__Exercise details__: Please rewrite the part of the entries that opens with the line containing "target | dark wood paneling" and closes at the end of the entries, replacing "curly hair" with "wavy hair" and keeping everything else unchanged.

________________________

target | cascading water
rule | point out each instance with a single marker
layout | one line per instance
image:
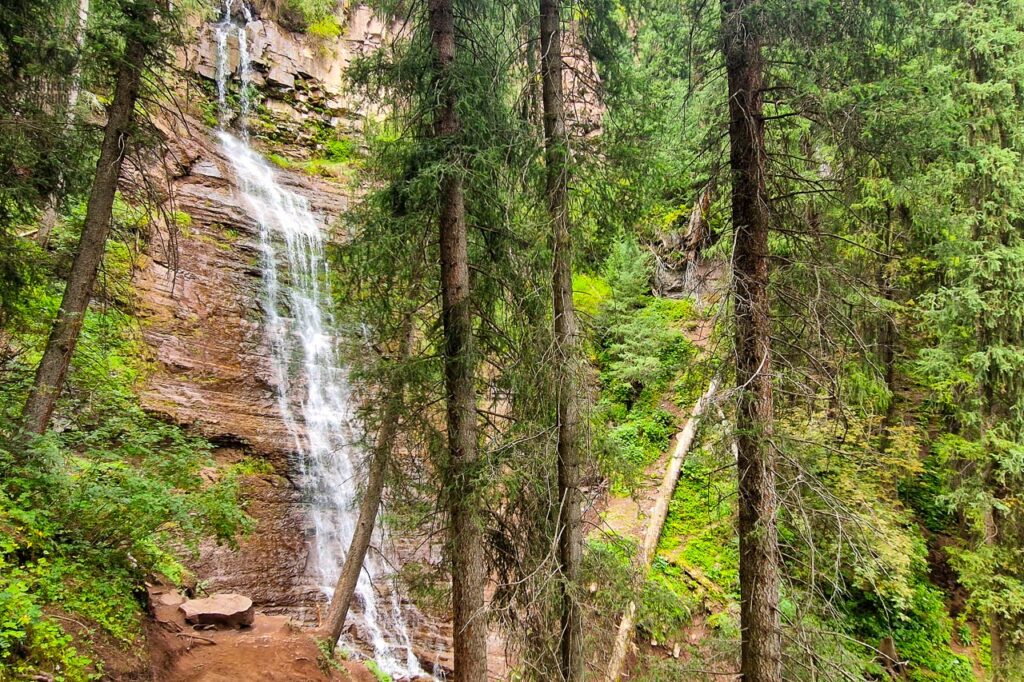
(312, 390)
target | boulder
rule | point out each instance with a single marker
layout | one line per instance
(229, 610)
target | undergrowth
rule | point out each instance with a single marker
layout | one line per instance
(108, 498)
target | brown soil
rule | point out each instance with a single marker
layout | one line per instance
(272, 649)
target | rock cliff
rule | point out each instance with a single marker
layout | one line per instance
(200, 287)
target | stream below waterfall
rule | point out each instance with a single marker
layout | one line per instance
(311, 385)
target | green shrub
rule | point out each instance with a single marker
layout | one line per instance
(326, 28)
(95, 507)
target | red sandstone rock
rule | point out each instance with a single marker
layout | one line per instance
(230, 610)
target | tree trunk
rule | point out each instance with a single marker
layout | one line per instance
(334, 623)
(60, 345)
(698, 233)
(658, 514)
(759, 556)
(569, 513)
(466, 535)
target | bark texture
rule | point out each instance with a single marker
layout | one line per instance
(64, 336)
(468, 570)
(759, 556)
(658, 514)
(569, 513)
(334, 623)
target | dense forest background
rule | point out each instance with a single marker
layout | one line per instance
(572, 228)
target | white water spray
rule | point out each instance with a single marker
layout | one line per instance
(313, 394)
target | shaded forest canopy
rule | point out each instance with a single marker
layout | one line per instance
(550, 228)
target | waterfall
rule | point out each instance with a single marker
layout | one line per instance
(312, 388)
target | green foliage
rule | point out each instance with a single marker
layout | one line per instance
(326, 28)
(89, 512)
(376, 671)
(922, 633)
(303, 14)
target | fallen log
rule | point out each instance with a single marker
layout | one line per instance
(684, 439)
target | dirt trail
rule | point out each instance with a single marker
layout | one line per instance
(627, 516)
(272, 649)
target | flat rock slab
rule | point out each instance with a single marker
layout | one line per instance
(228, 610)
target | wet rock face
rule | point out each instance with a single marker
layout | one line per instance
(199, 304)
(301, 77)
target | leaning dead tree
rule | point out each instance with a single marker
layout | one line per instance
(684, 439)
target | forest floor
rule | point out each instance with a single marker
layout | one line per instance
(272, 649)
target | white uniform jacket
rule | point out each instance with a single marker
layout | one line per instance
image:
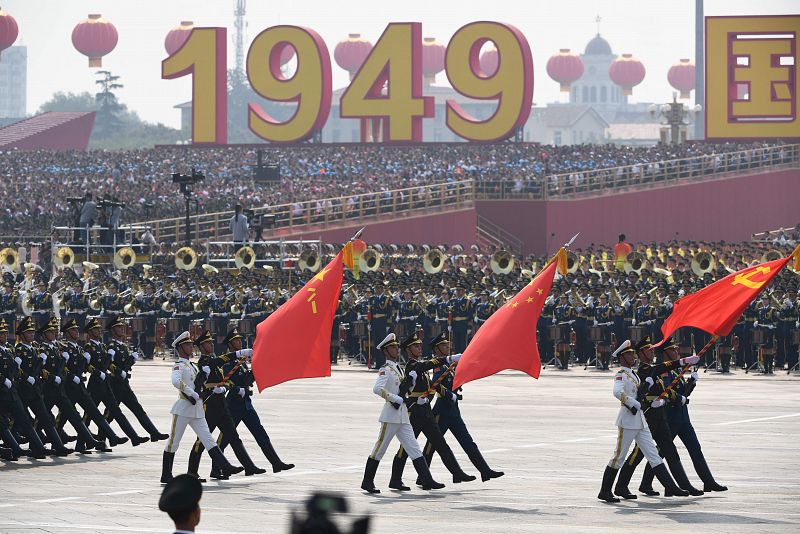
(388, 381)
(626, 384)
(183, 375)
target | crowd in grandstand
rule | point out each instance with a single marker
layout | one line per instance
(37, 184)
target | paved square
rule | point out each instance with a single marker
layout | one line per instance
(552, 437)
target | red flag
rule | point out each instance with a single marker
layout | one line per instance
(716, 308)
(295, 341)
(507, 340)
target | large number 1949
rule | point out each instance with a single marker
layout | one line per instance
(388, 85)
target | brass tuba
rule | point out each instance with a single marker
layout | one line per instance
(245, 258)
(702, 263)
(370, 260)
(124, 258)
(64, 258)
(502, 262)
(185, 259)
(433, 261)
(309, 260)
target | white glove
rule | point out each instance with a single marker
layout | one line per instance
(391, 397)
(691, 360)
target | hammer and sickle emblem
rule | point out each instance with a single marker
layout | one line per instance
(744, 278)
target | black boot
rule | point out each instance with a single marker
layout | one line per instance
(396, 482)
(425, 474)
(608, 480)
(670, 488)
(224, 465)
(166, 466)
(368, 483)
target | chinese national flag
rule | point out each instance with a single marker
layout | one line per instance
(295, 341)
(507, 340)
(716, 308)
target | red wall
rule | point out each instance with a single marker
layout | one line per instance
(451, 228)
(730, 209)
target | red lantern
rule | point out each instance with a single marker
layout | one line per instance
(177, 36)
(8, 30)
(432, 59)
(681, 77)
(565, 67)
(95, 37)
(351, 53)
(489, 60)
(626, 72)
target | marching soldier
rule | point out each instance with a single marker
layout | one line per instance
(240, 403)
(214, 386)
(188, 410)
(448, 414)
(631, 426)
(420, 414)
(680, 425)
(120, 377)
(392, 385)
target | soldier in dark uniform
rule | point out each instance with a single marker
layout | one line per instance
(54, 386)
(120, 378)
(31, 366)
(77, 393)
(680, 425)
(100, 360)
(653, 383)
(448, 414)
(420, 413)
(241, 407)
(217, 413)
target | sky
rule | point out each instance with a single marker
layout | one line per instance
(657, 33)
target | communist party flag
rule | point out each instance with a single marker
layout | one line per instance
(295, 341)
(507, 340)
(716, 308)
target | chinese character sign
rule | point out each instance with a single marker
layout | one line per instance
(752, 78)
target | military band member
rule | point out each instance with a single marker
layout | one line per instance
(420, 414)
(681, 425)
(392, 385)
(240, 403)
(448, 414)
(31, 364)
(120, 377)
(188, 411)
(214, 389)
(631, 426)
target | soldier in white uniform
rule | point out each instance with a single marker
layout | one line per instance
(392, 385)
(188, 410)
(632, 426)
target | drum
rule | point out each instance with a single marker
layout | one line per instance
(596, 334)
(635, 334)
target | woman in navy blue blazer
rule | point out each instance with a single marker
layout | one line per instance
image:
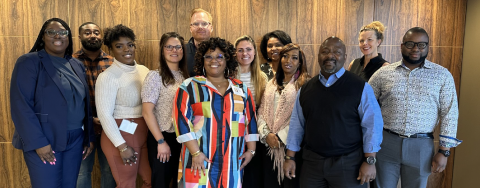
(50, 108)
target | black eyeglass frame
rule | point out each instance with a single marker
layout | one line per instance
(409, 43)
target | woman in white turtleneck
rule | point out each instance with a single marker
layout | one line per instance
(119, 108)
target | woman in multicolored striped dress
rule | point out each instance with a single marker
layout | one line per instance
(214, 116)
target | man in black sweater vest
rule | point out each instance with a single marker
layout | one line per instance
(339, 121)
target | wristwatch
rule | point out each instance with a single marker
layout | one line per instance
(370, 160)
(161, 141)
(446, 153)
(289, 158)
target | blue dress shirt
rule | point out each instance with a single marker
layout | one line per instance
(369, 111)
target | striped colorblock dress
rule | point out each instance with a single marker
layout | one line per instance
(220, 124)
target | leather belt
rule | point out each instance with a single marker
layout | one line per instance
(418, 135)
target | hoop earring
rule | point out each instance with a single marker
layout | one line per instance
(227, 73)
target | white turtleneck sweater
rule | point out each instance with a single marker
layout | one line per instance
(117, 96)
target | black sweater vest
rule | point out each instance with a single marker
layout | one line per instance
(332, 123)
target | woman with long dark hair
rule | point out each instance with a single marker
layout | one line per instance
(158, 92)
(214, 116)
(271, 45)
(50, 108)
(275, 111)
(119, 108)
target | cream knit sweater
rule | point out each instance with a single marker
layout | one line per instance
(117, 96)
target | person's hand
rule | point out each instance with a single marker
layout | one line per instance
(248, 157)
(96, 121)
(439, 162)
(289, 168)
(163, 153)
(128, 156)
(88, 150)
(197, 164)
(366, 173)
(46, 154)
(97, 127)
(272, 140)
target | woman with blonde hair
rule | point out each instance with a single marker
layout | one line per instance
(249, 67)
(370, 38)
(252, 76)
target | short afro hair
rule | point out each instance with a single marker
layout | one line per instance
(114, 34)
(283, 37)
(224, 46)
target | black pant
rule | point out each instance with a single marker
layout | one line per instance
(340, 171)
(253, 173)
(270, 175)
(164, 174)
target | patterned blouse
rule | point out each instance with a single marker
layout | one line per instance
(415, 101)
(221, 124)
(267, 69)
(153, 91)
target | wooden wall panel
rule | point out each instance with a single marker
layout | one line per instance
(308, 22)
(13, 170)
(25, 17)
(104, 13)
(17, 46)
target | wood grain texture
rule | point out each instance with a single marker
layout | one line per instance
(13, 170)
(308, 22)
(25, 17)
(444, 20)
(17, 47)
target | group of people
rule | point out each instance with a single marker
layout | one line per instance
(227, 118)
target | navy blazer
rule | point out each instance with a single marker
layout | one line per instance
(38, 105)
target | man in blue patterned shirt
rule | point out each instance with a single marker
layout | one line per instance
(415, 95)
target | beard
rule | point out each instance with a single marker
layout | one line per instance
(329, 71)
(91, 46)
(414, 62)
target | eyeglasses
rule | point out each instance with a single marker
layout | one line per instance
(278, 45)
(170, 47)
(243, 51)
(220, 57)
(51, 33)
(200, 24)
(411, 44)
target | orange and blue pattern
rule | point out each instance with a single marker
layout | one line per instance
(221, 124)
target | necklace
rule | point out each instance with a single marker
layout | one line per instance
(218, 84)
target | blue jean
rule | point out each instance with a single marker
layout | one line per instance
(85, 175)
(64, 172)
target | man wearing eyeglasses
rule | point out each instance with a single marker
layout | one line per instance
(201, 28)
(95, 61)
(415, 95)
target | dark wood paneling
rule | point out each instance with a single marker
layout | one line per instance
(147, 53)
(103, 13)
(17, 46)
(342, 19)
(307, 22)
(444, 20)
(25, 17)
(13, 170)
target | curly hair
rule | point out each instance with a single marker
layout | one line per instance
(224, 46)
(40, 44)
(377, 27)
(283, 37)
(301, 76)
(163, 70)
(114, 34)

________________________

__Answer to the problem__:
target | dark wood paneling
rule | point out each instance with a single marker
layout | one line per instance
(147, 53)
(103, 13)
(17, 46)
(342, 19)
(307, 22)
(444, 20)
(25, 17)
(13, 170)
target | wavy hair
rule | point out each instance with a single marker
layout | one line per instance
(224, 46)
(40, 44)
(377, 27)
(283, 37)
(301, 76)
(163, 70)
(114, 34)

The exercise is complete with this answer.